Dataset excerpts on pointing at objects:
#####
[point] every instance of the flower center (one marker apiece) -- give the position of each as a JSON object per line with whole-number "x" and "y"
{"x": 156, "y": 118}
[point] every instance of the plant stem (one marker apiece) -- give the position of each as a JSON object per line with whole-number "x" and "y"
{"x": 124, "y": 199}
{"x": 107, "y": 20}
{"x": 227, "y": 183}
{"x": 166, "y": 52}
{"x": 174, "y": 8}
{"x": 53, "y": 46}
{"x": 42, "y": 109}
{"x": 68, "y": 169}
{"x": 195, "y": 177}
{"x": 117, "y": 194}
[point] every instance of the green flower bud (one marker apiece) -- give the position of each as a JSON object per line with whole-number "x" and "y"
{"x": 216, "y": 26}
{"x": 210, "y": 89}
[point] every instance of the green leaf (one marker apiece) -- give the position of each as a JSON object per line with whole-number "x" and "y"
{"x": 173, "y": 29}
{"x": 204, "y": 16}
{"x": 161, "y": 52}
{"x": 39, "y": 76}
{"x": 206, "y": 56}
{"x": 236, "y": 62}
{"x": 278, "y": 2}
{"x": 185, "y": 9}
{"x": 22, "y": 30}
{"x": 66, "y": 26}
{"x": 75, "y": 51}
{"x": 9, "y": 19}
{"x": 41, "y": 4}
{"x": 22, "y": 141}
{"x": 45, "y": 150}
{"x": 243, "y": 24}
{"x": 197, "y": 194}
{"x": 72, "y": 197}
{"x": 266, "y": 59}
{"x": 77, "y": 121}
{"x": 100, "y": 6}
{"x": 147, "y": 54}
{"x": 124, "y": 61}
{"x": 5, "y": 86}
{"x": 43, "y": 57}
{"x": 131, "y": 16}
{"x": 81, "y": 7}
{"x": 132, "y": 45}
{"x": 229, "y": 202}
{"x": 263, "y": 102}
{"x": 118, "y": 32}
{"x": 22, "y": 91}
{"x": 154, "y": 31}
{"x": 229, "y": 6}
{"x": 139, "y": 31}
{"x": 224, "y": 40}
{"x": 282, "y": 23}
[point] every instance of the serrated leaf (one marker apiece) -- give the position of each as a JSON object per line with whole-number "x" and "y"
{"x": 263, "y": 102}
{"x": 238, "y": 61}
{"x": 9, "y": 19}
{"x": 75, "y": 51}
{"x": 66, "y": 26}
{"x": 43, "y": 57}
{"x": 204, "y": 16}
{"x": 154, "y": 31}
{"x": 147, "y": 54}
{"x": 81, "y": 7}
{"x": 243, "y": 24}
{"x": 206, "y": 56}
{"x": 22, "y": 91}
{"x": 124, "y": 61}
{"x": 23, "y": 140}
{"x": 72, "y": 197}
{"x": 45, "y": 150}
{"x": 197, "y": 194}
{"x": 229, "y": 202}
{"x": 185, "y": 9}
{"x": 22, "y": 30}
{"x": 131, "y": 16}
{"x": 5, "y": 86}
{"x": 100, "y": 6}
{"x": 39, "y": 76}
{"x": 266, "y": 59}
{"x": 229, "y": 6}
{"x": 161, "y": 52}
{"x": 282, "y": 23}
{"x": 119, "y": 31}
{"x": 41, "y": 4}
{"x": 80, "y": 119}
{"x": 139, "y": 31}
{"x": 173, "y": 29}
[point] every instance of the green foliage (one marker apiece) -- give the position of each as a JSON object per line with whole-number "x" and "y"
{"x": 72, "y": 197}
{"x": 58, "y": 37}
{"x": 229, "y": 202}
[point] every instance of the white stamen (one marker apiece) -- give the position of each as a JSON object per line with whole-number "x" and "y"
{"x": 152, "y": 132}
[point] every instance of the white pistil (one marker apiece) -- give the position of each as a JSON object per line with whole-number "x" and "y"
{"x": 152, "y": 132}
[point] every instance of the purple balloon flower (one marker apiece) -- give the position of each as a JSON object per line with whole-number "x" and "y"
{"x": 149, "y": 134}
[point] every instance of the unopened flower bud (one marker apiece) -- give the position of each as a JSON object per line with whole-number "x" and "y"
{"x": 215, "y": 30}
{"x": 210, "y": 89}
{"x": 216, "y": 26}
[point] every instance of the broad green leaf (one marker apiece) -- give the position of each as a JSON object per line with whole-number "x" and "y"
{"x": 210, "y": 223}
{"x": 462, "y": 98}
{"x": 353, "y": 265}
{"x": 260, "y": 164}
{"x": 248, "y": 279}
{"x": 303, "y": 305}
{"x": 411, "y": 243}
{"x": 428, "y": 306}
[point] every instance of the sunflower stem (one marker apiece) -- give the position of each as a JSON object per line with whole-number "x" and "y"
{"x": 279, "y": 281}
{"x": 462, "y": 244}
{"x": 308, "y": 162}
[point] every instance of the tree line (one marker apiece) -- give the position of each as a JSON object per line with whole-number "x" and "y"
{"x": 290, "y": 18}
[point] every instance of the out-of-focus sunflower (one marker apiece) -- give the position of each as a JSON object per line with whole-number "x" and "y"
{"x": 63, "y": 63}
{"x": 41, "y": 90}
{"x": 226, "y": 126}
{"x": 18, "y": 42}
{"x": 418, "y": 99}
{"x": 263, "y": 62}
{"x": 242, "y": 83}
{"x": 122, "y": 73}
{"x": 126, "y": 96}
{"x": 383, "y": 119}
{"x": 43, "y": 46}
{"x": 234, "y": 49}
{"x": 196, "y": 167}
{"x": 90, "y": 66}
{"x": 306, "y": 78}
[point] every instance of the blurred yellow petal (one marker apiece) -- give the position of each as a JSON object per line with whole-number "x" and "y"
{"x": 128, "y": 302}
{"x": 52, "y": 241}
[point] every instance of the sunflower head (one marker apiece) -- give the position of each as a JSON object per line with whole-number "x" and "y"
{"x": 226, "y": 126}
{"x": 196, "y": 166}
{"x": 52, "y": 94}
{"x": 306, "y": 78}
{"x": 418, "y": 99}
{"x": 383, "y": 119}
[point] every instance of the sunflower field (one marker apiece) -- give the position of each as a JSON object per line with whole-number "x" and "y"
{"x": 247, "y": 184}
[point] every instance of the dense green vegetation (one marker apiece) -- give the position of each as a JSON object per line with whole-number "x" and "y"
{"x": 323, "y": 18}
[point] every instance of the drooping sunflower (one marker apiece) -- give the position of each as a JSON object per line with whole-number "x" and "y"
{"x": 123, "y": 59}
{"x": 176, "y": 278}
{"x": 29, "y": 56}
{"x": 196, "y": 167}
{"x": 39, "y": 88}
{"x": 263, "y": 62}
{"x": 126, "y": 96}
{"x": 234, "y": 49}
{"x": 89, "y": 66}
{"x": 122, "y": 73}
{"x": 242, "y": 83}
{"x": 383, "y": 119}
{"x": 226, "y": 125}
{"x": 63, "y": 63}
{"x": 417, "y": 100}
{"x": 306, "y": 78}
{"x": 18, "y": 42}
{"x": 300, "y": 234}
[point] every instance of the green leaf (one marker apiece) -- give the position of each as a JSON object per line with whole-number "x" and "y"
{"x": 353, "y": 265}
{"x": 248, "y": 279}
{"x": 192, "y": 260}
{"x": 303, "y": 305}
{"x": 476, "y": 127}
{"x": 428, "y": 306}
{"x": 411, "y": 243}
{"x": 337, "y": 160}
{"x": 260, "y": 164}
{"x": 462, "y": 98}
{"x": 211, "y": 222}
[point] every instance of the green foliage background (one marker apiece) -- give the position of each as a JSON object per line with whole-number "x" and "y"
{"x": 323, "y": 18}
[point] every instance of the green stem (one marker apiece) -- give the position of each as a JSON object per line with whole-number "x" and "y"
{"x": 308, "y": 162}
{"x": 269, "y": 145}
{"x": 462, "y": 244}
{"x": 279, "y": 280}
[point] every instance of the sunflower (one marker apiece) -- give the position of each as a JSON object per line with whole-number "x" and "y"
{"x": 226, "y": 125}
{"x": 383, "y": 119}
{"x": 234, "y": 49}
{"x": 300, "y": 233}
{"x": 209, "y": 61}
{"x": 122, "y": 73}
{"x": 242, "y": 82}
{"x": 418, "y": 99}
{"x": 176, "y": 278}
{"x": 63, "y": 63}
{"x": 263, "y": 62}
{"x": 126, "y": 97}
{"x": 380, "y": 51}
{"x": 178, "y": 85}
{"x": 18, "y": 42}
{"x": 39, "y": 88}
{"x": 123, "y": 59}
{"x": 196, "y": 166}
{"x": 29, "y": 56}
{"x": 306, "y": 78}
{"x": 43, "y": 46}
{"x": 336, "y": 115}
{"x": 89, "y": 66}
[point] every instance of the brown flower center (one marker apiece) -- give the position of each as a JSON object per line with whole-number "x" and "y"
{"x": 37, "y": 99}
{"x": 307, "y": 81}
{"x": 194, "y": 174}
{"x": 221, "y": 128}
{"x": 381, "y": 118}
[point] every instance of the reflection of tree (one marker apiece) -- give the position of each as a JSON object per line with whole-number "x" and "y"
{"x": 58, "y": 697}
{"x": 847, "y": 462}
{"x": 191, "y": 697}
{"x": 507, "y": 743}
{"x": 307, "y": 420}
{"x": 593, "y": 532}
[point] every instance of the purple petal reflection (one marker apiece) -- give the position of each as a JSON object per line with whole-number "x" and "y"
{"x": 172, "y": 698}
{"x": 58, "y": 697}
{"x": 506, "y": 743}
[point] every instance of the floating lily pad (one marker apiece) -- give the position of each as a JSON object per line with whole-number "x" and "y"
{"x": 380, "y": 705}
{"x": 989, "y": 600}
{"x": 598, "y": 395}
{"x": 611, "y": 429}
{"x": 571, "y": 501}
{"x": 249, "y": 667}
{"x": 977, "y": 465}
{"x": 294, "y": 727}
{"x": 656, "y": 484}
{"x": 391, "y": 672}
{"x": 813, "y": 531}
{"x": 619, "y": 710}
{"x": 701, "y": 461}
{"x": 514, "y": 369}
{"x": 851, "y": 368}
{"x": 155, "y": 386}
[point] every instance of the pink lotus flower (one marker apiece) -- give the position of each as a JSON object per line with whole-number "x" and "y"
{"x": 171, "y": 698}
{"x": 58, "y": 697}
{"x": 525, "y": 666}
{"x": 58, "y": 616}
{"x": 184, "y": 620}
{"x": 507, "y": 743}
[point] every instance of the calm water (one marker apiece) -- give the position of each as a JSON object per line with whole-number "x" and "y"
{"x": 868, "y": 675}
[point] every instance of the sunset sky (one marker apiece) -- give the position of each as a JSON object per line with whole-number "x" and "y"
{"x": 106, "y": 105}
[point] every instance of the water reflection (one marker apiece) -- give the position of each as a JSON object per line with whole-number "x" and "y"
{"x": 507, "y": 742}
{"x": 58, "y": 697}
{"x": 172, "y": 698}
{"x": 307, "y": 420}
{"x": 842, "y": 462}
#####
TASK OBJECTIVE: Please revise everything from the line containing "[point] every instance of the reflection" through the end of the records, changing "lily pad" to "water lily leaf" and leaving everything else as it is.

SOLUTION TO THE PROBLEM:
[point] every instance of the reflection of tree (one marker apiece) -- give the position of each as a JSON object per line with whole-number "x" and "y"
{"x": 58, "y": 697}
{"x": 847, "y": 462}
{"x": 191, "y": 697}
{"x": 507, "y": 743}
{"x": 307, "y": 420}
{"x": 593, "y": 532}
[point] every instance of the purple petal reflection (one marker apiece) -- give the position of each as a JSON object per line with whole-number "x" and "y"
{"x": 172, "y": 698}
{"x": 58, "y": 697}
{"x": 506, "y": 743}
[point] every instance of the floating water lily leaf (one marker apiece) -- give the position of each as a JSON object per line with whole-number "x" and "y"
{"x": 380, "y": 705}
{"x": 989, "y": 600}
{"x": 598, "y": 395}
{"x": 611, "y": 429}
{"x": 571, "y": 501}
{"x": 249, "y": 667}
{"x": 977, "y": 465}
{"x": 294, "y": 727}
{"x": 656, "y": 484}
{"x": 391, "y": 672}
{"x": 813, "y": 531}
{"x": 619, "y": 710}
{"x": 701, "y": 461}
{"x": 514, "y": 369}
{"x": 851, "y": 368}
{"x": 155, "y": 386}
[point] every instance of the pink lotus flower (one marker apiece) -- give the position of each as a JSON object per line with whole-number "x" and "y"
{"x": 171, "y": 698}
{"x": 58, "y": 697}
{"x": 525, "y": 666}
{"x": 58, "y": 616}
{"x": 184, "y": 620}
{"x": 507, "y": 743}
[point] every instance of the calm water (one marker apiece) -- give the position of each as a JSON object per line with whole-number "x" and "y"
{"x": 868, "y": 675}
[point] every instance of the sunset sky (one marker apiece) -- give the position of each as a JSON object per line with whole-number "x" and "y"
{"x": 106, "y": 105}
[point] every instance of the water reflection (one marker apiece) -- give the position of each as a JSON object per line with whole-number "x" and "y"
{"x": 507, "y": 742}
{"x": 58, "y": 697}
{"x": 172, "y": 698}
{"x": 307, "y": 420}
{"x": 842, "y": 462}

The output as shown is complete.